He appears to be wearing a T-shirt from Willard Hall at Northwestern University which quotes Women's Christian Temperance Union founder Frances Willard:
"Lips that touch liquor shall never touch mine."
Kier says:
As mentioned in the Bands page, the Buffalo gig was our next to last gig on the 1981 tour. The Continental was bustling the night we played there. There were two floors, with live bands on the ground level, and a DJ and dance floor upstairs. We were still pretty amped by our success in New York, and were having a lot of fun during our set. Towards the end of the show, I let Mitev play a guitar solo on my guitar. If we hadn't known better, we would have thought it was self-parody. But he was playing like he was center-stage in a packed Madison Square Garden, loving it, and we all had fun.
After the set, we learned that two members of Rick James' Stone City Band were in the house. We knew they were based in Buffalo, so we sought them out. The two of them were holding court in a booth upstairs with an instant entourage. They had ordered champagne and passed around cigarettes that were not tobacco. They were very positive about our set, and bought us drinks, which we definitely drank. There was much dancing and partying. Eventually I heard that Phil got sick - which I had never witnessed - from overdoing it, so we ended the night.

-- Exercise requirements --
1. Reproduce the Buffalo gig account from "He appears to" up to and including "all had fun.".
2. In the Buffalo gig account, what was on the upper floor of the Continental?
3. Carry the Buffalo gig account forward from its final sentence.

-- Supplied entries --
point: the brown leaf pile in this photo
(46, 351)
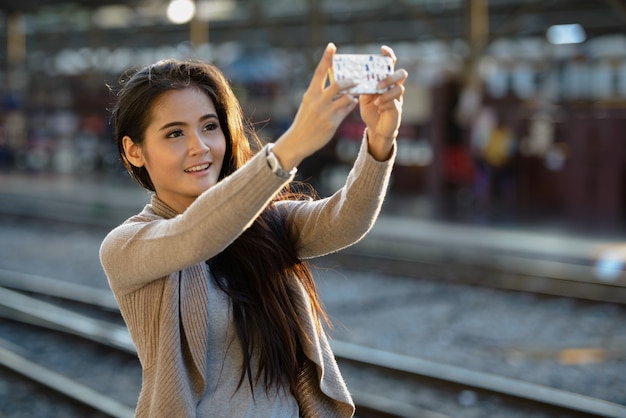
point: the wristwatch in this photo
(275, 166)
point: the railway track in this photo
(511, 260)
(21, 303)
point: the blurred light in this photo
(566, 34)
(116, 16)
(181, 11)
(609, 266)
(214, 9)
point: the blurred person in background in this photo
(211, 276)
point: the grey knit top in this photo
(155, 265)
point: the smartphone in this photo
(366, 70)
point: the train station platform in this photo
(514, 257)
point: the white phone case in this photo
(367, 70)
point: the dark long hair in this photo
(260, 270)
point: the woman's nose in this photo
(198, 144)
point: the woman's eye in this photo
(175, 134)
(210, 126)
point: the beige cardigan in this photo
(155, 264)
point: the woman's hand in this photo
(382, 113)
(322, 110)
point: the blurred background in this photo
(514, 109)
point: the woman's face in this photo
(183, 146)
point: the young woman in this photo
(210, 277)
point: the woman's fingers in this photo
(318, 82)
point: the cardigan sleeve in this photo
(148, 246)
(333, 223)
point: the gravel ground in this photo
(572, 345)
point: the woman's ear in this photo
(133, 152)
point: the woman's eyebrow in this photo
(177, 123)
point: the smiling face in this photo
(183, 147)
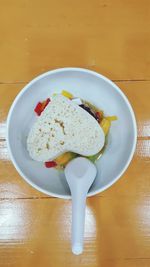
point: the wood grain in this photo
(113, 38)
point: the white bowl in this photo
(92, 87)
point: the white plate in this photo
(92, 87)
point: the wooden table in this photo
(111, 37)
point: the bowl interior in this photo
(93, 88)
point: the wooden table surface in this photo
(111, 37)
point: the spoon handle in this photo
(78, 221)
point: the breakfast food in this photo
(66, 128)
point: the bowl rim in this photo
(65, 69)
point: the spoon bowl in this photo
(80, 174)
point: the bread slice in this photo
(64, 126)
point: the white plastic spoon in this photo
(80, 174)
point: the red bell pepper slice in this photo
(41, 106)
(38, 109)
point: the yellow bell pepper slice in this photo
(112, 118)
(65, 158)
(67, 94)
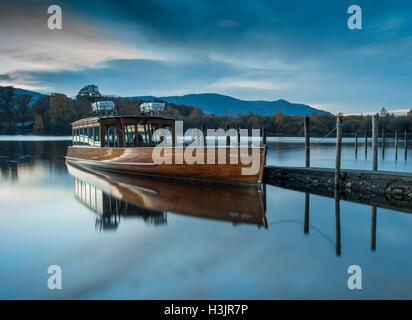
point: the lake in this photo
(192, 242)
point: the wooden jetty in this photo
(392, 190)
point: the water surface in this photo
(221, 252)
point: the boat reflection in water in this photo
(113, 196)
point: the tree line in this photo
(54, 113)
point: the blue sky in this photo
(301, 51)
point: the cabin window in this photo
(85, 137)
(170, 137)
(96, 133)
(111, 136)
(143, 134)
(90, 135)
(130, 134)
(77, 136)
(80, 135)
(155, 137)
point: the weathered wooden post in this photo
(337, 224)
(306, 127)
(356, 144)
(338, 149)
(264, 136)
(204, 135)
(396, 144)
(373, 229)
(375, 142)
(306, 221)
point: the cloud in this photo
(226, 83)
(251, 50)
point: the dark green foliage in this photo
(53, 114)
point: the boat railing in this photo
(116, 137)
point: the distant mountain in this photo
(221, 105)
(19, 92)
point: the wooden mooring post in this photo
(306, 127)
(396, 144)
(337, 224)
(204, 135)
(356, 144)
(264, 136)
(307, 206)
(338, 149)
(373, 229)
(375, 142)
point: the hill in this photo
(221, 104)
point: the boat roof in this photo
(98, 118)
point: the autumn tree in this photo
(7, 100)
(23, 109)
(90, 92)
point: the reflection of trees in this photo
(14, 154)
(110, 209)
(337, 243)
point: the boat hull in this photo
(139, 161)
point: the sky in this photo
(298, 50)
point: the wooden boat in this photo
(126, 144)
(112, 196)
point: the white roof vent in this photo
(149, 107)
(103, 106)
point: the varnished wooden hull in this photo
(203, 201)
(138, 161)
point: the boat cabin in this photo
(120, 131)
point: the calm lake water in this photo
(189, 242)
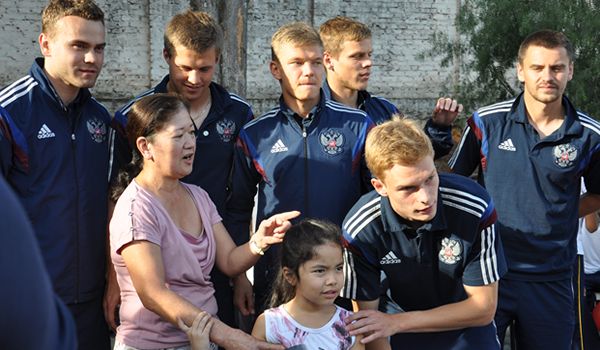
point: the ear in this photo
(379, 186)
(290, 276)
(520, 73)
(143, 145)
(275, 69)
(166, 55)
(571, 67)
(328, 61)
(44, 42)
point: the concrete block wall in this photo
(134, 62)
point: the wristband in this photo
(255, 249)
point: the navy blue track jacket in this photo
(317, 168)
(215, 140)
(55, 158)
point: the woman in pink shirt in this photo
(166, 236)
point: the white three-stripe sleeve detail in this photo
(349, 289)
(487, 259)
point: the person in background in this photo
(54, 153)
(193, 41)
(166, 236)
(531, 152)
(30, 289)
(348, 59)
(434, 237)
(305, 154)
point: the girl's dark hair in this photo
(297, 248)
(146, 117)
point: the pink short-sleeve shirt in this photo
(187, 261)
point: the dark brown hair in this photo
(548, 39)
(146, 117)
(297, 248)
(57, 9)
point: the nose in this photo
(92, 57)
(194, 77)
(368, 62)
(190, 140)
(308, 69)
(547, 74)
(425, 195)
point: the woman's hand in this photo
(199, 331)
(272, 230)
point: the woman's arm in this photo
(145, 266)
(591, 222)
(232, 260)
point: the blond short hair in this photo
(194, 30)
(57, 9)
(298, 34)
(397, 141)
(338, 30)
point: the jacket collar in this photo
(37, 72)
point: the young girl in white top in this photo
(302, 314)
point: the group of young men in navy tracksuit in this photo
(331, 151)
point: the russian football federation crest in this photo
(332, 141)
(97, 129)
(226, 130)
(451, 251)
(564, 155)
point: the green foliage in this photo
(489, 34)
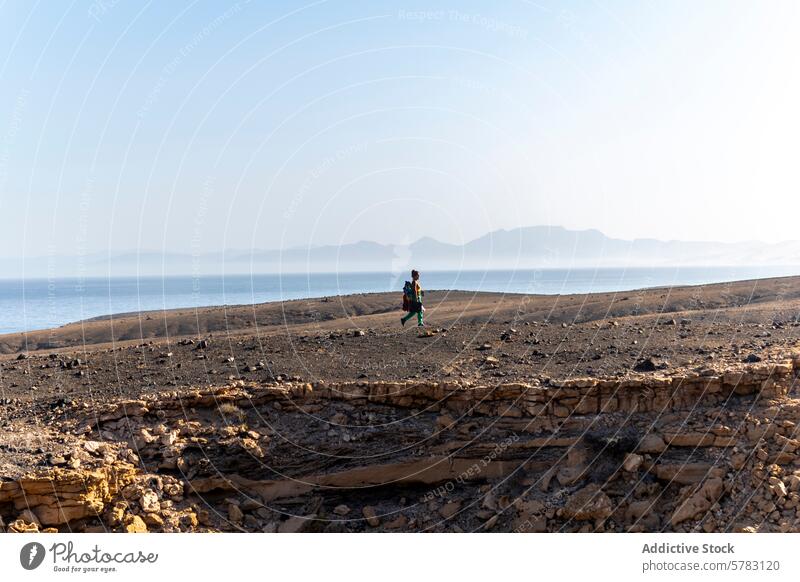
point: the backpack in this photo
(408, 295)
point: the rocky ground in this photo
(658, 410)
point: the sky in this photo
(202, 126)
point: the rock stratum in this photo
(705, 450)
(671, 409)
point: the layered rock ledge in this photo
(703, 449)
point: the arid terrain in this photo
(657, 410)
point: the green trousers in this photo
(412, 313)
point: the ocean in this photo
(27, 305)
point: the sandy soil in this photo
(360, 337)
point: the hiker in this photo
(412, 299)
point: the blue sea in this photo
(41, 303)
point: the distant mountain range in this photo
(529, 247)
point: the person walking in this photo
(414, 293)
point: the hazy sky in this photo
(194, 126)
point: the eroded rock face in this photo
(711, 450)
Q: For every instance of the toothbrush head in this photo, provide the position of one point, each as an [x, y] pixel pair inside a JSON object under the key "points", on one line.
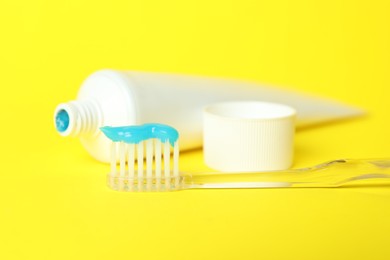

-- Set of answers --
1.
He appears to be wearing a T-shirt from Willard Hall at Northwestern University which quotes Women's Christian Temperance Union founder Frances Willard:
"Lips that touch liquor shall never touch mine."
Kier says:
As mentioned in the Bands page, the Buffalo gig was our next to last gig on the 1981 tour. The Continental was bustling the night we played there. There were two floors, with live bands on the ground level, and a DJ and dance floor upstairs. We were still pretty amped by our success in New York, and were having a lot of fun during our set. Towards the end of the show, I let Mitev play a guitar solo on my guitar. If we hadn't known better, we would have thought it was self-parody. But he was playing like he was center-stage in a packed Madison Square Garden, loving it, and we all had fun.

2. A DJ and a dance floor.

3.
It was once rumored that a video had been made of our performance that night. If so, that would be the only live video made of us besides an early Front Lines video made in Studio 22 at Northwestern in late 1979 or early 1980. None of us have a copy of either that I know of. We covered two songs in Studio 22, "My Generation" and "Summertime Blues." I recall having long hair and jumping a lot. The late Steve Price, who went on to work visual effects for Star Trek: TNG, Ghost and Jurassic Park before succumbing to cancer, was a roommate of Phil and mine when we lived on Judson Avenue in Evanston in 1982. For a Northwestern University video class project he created a video for "Night Napalm" from found footage - news reports, film clips, video games - without the band shown. I do have a copy of that.
The Continental gig may have set the bar for hedonism and rowdiness for us. After all that, Detroit was a distinct letdown.
Phil says:
Nice guitar collection there.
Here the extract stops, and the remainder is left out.